— Start of RECORD EXCERPTS —

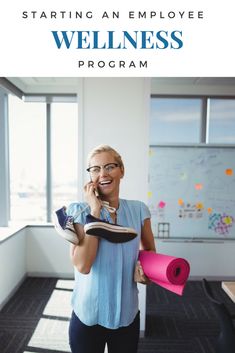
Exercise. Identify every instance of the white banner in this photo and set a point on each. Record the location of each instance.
(129, 39)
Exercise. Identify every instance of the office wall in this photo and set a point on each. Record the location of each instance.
(115, 111)
(12, 264)
(47, 254)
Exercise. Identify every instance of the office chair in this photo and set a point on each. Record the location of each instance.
(226, 338)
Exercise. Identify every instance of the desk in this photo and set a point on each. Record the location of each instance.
(229, 288)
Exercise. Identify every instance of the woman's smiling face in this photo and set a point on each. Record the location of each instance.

— End of RECORD EXCERPTS —

THE REQUEST >>
Can you write out every line of the items above again, wording and all, multiplying each coordinate in the answers by 0.65 and rounding to whole numbers, with halves going up? Leave the pictures out of your answer.

EXPECTED OUTPUT >>
Exercise. Identify every instance of the white banner in this photo and set a point on each. Record the location of each instance.
(84, 25)
Exercise. Identify every instance of the office wall in this photo and set a point on each. Record the location of each instance.
(75, 72)
(8, 172)
(31, 165)
Exercise. Identify every instance of the office chair in this photo and set a point on each. Record the location of each instance.
(147, 220)
Exercise. Identify every instance of the desk in this photo and set a point on each. Record the location of each instance.
(149, 187)
Exercise. Identify every instance of the woman's smiling face in this photo and set a point on each. Record the location of each instance.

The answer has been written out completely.